Entries from an annotation dataset:
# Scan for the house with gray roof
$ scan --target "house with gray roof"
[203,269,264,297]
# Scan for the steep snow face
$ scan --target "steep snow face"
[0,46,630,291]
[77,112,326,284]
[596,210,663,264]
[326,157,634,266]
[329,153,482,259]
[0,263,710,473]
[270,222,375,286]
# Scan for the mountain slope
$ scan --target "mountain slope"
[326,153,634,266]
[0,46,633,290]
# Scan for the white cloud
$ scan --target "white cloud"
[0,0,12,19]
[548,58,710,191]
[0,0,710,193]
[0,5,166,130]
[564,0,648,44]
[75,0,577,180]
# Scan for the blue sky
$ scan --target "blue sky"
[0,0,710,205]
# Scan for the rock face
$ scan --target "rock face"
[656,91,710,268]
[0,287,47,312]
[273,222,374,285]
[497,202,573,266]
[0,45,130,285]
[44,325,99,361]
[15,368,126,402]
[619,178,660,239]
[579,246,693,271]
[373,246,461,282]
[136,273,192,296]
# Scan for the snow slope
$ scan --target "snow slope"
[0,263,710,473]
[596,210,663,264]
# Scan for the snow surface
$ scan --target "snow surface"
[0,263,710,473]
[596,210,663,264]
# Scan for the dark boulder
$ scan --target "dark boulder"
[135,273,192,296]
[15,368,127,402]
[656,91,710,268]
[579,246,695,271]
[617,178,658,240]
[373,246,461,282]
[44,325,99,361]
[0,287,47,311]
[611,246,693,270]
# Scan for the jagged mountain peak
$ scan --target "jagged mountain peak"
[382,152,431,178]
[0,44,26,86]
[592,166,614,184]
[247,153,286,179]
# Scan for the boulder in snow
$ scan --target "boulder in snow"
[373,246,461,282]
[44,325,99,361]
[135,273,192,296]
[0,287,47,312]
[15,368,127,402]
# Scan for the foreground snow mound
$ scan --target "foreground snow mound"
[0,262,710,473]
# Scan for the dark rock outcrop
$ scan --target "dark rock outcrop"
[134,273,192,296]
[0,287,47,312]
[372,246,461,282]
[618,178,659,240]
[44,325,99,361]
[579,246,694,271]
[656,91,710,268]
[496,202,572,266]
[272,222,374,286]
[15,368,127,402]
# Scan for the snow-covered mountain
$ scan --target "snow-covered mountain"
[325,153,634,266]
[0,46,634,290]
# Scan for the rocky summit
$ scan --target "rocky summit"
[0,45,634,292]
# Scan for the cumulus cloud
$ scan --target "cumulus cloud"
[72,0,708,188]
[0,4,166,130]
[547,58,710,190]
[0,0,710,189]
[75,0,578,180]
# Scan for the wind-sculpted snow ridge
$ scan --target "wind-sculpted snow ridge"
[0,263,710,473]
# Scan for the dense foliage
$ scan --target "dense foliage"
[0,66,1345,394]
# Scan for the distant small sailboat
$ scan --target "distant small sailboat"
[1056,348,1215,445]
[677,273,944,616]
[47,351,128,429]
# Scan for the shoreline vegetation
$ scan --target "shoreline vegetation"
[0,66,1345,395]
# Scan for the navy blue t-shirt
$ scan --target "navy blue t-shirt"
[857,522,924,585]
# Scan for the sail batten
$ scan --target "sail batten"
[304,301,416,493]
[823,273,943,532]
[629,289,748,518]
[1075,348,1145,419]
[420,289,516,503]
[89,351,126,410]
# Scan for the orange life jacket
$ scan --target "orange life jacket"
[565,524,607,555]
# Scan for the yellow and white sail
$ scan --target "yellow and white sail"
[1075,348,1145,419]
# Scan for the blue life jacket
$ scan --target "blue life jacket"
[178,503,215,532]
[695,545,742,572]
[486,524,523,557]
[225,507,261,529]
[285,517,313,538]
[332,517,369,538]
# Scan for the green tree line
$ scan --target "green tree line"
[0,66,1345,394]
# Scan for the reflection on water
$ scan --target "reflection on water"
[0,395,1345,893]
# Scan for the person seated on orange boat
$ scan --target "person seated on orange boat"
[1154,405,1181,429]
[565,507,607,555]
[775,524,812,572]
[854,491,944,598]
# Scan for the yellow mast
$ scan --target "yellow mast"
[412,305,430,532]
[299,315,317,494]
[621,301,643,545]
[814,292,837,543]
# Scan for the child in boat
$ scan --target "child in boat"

* * *

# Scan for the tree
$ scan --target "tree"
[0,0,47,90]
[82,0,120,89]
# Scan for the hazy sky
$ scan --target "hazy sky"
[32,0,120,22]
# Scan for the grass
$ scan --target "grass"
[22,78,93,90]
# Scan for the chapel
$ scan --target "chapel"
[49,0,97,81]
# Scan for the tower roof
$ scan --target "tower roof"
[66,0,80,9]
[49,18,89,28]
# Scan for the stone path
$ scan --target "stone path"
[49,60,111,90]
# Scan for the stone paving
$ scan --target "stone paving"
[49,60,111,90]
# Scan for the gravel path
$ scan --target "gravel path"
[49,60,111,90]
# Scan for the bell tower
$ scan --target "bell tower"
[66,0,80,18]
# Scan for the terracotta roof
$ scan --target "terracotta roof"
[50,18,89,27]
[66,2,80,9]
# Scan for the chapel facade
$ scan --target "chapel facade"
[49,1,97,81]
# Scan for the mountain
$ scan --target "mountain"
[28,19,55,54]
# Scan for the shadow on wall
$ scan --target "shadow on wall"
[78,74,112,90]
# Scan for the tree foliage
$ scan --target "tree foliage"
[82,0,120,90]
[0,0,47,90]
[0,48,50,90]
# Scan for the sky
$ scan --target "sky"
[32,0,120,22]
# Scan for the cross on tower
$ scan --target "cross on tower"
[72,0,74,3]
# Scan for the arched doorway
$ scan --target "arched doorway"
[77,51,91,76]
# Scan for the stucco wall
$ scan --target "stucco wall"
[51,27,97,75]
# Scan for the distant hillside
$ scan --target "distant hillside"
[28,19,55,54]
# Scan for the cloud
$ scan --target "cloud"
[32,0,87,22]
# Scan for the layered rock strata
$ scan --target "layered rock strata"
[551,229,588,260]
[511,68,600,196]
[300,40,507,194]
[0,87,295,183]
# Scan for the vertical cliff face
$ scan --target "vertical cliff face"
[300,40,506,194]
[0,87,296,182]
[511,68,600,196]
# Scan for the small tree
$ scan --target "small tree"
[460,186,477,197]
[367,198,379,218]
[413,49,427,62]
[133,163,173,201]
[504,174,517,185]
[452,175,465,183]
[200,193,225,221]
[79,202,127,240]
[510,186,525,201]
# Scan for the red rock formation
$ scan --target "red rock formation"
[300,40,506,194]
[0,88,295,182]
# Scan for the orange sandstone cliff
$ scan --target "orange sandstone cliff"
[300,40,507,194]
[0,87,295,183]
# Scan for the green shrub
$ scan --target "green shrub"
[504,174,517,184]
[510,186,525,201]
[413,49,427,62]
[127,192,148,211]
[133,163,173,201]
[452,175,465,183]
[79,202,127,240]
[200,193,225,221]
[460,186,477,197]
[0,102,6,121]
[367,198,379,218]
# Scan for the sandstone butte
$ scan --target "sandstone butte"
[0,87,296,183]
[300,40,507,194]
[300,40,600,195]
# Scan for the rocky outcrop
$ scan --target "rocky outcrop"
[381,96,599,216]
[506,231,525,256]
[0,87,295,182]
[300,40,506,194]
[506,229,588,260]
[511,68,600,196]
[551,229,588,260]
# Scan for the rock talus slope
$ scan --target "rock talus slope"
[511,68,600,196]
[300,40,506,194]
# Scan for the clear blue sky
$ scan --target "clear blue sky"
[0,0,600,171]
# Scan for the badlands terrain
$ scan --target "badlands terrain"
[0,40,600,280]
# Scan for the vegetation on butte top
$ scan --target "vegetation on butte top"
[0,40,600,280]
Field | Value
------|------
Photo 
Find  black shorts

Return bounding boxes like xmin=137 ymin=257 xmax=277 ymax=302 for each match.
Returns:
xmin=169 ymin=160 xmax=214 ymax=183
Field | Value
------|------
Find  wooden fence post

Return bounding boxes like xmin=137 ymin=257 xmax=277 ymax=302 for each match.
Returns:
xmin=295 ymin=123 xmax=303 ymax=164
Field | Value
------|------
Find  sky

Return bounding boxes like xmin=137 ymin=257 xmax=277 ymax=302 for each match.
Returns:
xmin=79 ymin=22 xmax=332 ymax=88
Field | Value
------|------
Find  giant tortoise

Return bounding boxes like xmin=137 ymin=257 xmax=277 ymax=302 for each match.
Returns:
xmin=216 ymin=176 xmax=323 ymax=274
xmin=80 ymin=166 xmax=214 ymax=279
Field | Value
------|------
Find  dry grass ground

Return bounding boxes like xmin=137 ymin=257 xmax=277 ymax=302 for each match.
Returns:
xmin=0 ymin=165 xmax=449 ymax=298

### [What you should do]
Switch "butte top" to "mesa top" in the stretch from the line containing "# Scan for the clear blue sky" through the line containing "xmin=169 ymin=160 xmax=214 ymax=183", and give back only those lines with everything else unchanged.

### [Answer for this exercise]
# Scan for the clear blue sky
$ scan --target "clear blue sky"
[0,0,600,171]
# Scan for the badlands terrain
$ scan --target "badlands terrain"
[0,40,600,280]
# Scan for the vegetation on mesa top
$ scan --target "vegetation on mesa top"
[0,40,600,280]
Field | Value
------|------
Photo 
Find  black shorts

Return bounding boxes like xmin=137 ymin=257 xmax=277 ymax=302 for each match.
Returns:
xmin=169 ymin=160 xmax=214 ymax=183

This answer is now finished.